== Short exercise ==
Each entry below must be repeated exactly, with pictures left out.

== Data in this exercise ==
§

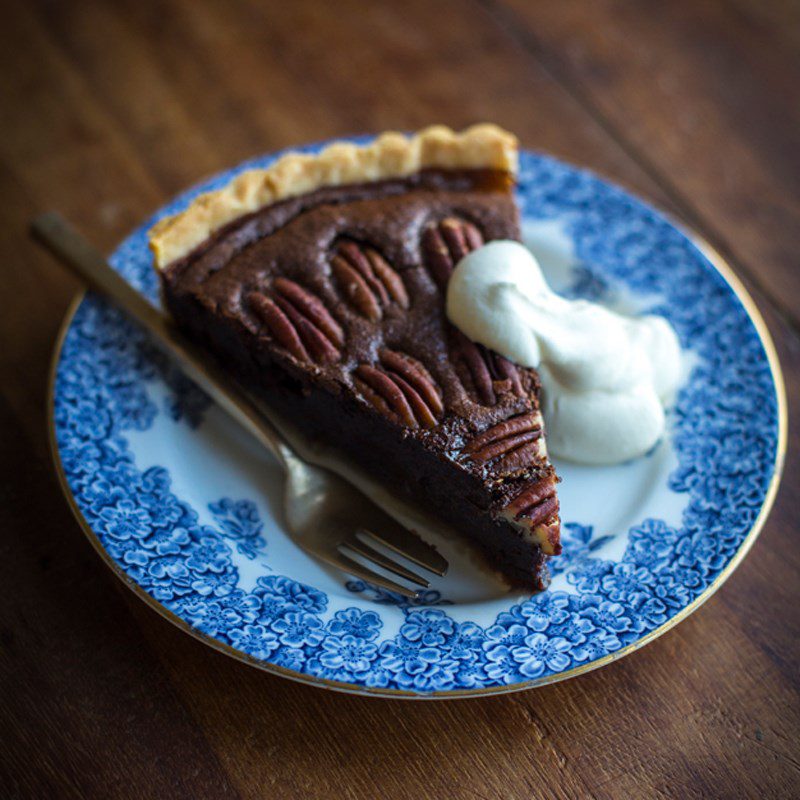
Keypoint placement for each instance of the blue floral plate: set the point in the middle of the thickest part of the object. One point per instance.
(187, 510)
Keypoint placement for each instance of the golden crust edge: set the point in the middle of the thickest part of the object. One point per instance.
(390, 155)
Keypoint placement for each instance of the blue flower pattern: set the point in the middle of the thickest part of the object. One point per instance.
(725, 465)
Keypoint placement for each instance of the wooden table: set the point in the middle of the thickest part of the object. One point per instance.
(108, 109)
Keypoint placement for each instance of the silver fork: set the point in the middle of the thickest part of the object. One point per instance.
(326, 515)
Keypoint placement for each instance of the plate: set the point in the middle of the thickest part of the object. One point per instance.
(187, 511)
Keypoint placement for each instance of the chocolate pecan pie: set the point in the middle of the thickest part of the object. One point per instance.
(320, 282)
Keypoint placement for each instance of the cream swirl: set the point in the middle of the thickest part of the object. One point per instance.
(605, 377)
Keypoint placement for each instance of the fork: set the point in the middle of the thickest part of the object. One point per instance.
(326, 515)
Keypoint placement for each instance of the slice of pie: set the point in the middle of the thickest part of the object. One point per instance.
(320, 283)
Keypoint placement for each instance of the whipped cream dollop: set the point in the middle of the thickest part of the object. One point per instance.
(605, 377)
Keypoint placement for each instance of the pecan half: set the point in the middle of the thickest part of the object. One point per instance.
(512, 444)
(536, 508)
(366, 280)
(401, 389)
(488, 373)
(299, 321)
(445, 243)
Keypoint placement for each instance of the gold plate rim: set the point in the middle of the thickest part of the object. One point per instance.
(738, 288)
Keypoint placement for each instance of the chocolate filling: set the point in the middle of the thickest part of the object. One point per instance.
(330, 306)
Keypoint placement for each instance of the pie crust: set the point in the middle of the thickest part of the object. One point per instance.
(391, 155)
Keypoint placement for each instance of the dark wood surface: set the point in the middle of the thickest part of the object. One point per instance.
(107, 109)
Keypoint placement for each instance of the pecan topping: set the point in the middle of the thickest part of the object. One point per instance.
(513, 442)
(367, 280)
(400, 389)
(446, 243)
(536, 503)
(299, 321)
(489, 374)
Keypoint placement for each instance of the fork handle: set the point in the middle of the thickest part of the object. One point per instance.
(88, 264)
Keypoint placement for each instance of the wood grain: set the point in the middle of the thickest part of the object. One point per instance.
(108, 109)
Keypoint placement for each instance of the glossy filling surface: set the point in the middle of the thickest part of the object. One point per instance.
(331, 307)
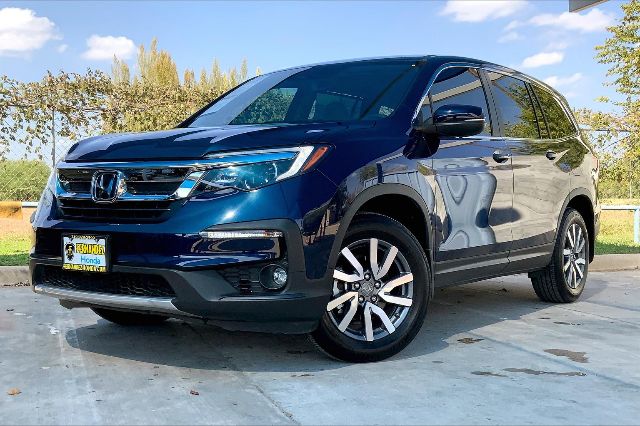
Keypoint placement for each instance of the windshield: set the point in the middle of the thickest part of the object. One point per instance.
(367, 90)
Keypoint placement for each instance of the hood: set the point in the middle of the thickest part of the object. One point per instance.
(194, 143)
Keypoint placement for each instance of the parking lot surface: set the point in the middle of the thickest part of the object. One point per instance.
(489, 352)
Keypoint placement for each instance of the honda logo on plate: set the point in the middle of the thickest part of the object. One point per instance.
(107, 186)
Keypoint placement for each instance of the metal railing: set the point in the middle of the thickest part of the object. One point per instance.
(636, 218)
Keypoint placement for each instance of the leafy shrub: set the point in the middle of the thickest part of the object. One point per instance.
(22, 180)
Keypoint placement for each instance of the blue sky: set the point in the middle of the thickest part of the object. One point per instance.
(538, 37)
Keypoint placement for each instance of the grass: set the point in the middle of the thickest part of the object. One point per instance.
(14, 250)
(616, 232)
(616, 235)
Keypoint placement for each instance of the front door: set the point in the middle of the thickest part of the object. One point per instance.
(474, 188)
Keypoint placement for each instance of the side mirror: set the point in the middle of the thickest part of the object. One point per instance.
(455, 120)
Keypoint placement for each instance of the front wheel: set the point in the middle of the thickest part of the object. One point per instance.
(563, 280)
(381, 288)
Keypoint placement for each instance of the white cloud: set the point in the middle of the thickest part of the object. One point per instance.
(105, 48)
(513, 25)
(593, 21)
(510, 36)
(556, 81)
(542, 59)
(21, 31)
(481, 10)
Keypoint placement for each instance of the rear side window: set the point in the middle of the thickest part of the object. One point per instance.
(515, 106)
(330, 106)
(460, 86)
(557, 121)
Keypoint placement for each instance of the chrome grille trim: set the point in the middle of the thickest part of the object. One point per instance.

§

== Output of the exercise ==
Keypoint placement for each instance of the blue floral plate: set the point in the middle of the thickest part of the object. One point per instance.
(187, 510)
Keypoint placement for each instance of the golden crust edge: set the point in the middle of the thickest part of the object. One point per instance.
(390, 155)
Keypoint placement for each instance of the blue flower pattern: set the point in the middle of the thickest part of the object. One point per instance.
(725, 465)
Keypoint placement for each instance of the wooden table: set the point in the middle of the thickest part of the object. One point per instance.
(108, 109)
Keypoint placement for each instance of the silver fork: set the point in the middle of the thickest part of the object. One point per instance.
(326, 515)
Keypoint placement for each instance of the plate: set the point in the middle of the thickest part of the object. One point per instance.
(187, 511)
Keypoint placement for each instance of the chocolate pecan pie: set the point in the middle of the thickest part of the object. One point per instance.
(320, 282)
Keypoint placement for each instance of the cream swirl: set the point in the middle of the thickest part of the object. One point per instance.
(605, 377)
Keypoint placement for each instance of the fork: set the point in the middle of the thickest part of the object. One point per instance.
(326, 515)
Keypoint placement for each instance of the slice of pie: set the point in the middle of the thickest part of the object. One point per instance.
(320, 283)
Keypoint placement for each instance of the whipped cream dollop: set the point in the middle of the thickest part of the object. One point per instance.
(605, 377)
Keypoint placement for each instance of the pecan half: set the point in the middle of the thickest part of the object. One point per instance.
(512, 444)
(536, 508)
(366, 280)
(401, 389)
(488, 373)
(299, 321)
(445, 243)
Keypoint placement for each instance of the gold plate rim: set the point in the middle of the thickest part of the object. One point per instance.
(738, 288)
Keypoint placement for each instance of the chocolate filling: set the point in the middle of the thickest part of the object. One point per instance.
(330, 306)
Keypoint placement for each instance of the pie crust: set the point in the middle of the thickest part of the object. One point per instance.
(391, 155)
Keypoint placement for each instance of the dark wood surface: set the point in the middle of the thickest part of the object. One point per instance.
(107, 109)
Keypoint placement for each instance of the pecan topping: set the point in the middle of the thickest part of the object. One point per instance.
(513, 442)
(367, 280)
(400, 389)
(446, 243)
(536, 503)
(299, 321)
(489, 374)
Keypoint placement for each instance of the fork handle: set the point in the middle of the thickest part of the object. One point per instance.
(88, 264)
Keypoint placement for each instance of the wood grain: set the point in the middle of the thickest part of the object. One point per instance.
(108, 109)
Keypoint placement for each instance of the glossy filling surface: set the point in the middle of the thickest part of the object. One point per instance.
(331, 307)
Keypoint placement for each instance of the windshield: set the point in the middle of the thickest part of the object. One point per instance.
(367, 90)
Keypoint placement for each instance of the hood: set the point in the middle of the thickest part of the object. One point per instance.
(194, 143)
Keypoint placement for each instance of the parking lot surface: set the point in the middle of the thickest part of the object. One point per instance.
(489, 352)
Keypoint placement for each instance of the honda logo on plate: set the point in the middle of the thickest part of the object. One point per instance.
(107, 186)
Keypoint placement for each instance of the metal railing: set the point in the middle of the thickest part of the object. One point per instance.
(636, 218)
Keypoint placement for each instance of the leafy shrub: set the point in the middle of the thickest part of the object. One point per instance.
(22, 180)
Keypoint placement for each instance of the blue sky: set the point in the middle of the thickest part of the object. One point per instance.
(538, 37)
Keypoint placement for each instance of the grass: set the point in the middle of the thickest part of the object. One point per instance.
(14, 250)
(616, 232)
(616, 235)
Keypoint placement for each instance of the front door: set the point in the middle of the thickest part of the object. One point per instance.
(474, 188)
Keypoint placement for each instance of the side mirror: set the point in the middle of the thickest part of the object. One point per instance.
(455, 120)
Keypoint placement for each instance of the front wheel: set the point in the middle of the thickest part of the object. One point per instance.
(563, 280)
(381, 288)
Keypoint placement for each instance of the white cloud: set the point in the middle of the thickest part of the object. One point per instance.
(105, 48)
(513, 25)
(593, 21)
(510, 36)
(556, 81)
(542, 59)
(21, 31)
(481, 10)
Keypoint placement for each instance of the rear side window: set the point in the middle of the thickest part of the object. One point per instance.
(515, 106)
(330, 106)
(460, 86)
(557, 121)
Keypoint placement for each instance of the chrome grille trim: set the point in the middle of the thickest part of the object. One point per instance.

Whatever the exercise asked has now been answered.